----- SOURCE EXCERPT -----

Daily Mail
March 21, 2014
A jealous lover who murdered his girlfriend over her affair with a man she met on a dating site for Oxbridge graduates was jailed for life today.
Jonathan Tebbs, 46, stabbed dedicated town hall chief Kate Dixon 29 times with a Swiss Army knife before reading an Oscar Wilde poem about a man who kills his wife.
He stripped her clothes off and calmly carried her into the shower where he washed the blood from her lifeless body at a flat in Streatham, south London.
The killer attempted to scrub the murder scene clean and then searched on the internet for Wilde’s The Ballad of Reading Gaol, which includes the verse: ‘Yet each man kills the thing he loves … The coward does it with a kiss, the brave man with the sword.’
Tebbs became enraged after learning Ms Dixon, 41, was in a relationship with a man she met on Blue Match – an upper crust dating website for Oxbridge graduates.
The controlling killer became increasingly possessive after believing that he and Ms Dixon were meant to be together, Southwark Crown Court heard.

----- DATA ENTRIES -----

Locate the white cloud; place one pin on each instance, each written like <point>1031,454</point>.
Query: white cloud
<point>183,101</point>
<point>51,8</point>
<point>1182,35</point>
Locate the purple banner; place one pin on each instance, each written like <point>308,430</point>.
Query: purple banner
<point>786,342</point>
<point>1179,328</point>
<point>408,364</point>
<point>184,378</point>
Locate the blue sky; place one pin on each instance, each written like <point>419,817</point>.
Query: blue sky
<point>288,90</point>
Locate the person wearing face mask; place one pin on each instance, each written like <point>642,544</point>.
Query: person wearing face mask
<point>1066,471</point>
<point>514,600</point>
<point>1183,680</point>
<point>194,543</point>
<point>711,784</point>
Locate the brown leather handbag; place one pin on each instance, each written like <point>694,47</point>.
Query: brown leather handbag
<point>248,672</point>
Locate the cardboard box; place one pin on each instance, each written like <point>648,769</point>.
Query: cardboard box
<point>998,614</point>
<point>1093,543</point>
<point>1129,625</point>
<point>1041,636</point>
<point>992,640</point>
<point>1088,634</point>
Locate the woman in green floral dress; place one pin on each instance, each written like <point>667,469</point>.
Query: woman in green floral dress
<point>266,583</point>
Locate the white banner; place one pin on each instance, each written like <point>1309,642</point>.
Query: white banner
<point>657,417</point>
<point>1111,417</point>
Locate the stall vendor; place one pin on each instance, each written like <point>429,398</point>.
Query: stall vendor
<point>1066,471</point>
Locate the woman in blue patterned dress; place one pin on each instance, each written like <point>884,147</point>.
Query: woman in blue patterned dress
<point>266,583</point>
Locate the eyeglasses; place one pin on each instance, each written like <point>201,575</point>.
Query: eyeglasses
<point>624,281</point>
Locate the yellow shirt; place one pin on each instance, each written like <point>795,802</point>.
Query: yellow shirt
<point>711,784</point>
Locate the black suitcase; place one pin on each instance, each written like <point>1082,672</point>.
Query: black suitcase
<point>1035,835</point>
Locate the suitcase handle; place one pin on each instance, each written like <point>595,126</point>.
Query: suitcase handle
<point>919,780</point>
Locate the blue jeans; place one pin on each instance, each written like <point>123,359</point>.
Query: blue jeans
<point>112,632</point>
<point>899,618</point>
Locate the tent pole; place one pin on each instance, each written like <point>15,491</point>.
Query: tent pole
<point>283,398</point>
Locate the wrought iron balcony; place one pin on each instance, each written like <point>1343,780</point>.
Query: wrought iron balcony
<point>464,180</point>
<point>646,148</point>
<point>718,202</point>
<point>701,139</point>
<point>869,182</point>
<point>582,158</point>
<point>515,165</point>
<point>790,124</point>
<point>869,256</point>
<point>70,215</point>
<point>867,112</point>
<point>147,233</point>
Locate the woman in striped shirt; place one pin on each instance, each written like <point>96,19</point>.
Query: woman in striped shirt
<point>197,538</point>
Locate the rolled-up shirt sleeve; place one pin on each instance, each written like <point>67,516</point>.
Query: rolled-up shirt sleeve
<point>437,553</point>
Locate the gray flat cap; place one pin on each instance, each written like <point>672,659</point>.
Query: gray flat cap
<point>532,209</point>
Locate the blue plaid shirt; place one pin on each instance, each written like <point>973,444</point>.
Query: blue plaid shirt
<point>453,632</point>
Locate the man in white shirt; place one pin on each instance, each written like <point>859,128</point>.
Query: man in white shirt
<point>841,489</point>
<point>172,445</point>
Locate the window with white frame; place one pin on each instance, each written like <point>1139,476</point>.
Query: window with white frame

-----

## WHAT TO WORK ON
**A.** Answer these questions from the news report:
(i) How many times was Kate Dixon stabbed, and with what?
(ii) What is the name of the dating website where Ms Dixon met the man she was seeing?
(iii) Which court heard the case?
**B.** Summarize the news report in two sentences.
**C.** In the news report, rewrite the paragraph beginning "The killer attempted to scrub" as a single shorter sentence that keeps its main facts.

## ANSWERS PROVIDED
**A.**
(i) 29 times, with a Swiss Army knife.
(ii) Blue Match.
(iii) Southwark Crown Court.

**B.** Jonathan Tebbs, 46, was jailed for life for murdering his girlfriend Kate Dixon, 41, whom he stabbed 29 times after learning she was in a relationship with a man she met on Blue Match, a dating site for Oxbridge graduates. After the killing he washed her body in the shower, tried to clean the scene, and read and searched online for Oscar Wilde's The Ballad of Reading Gaol.

**C.** The killer tried to clean the murder scene and then searched online for Wilde's The Ballad of Reading Gaol, which contains the line "Yet each man kills the thing he loves."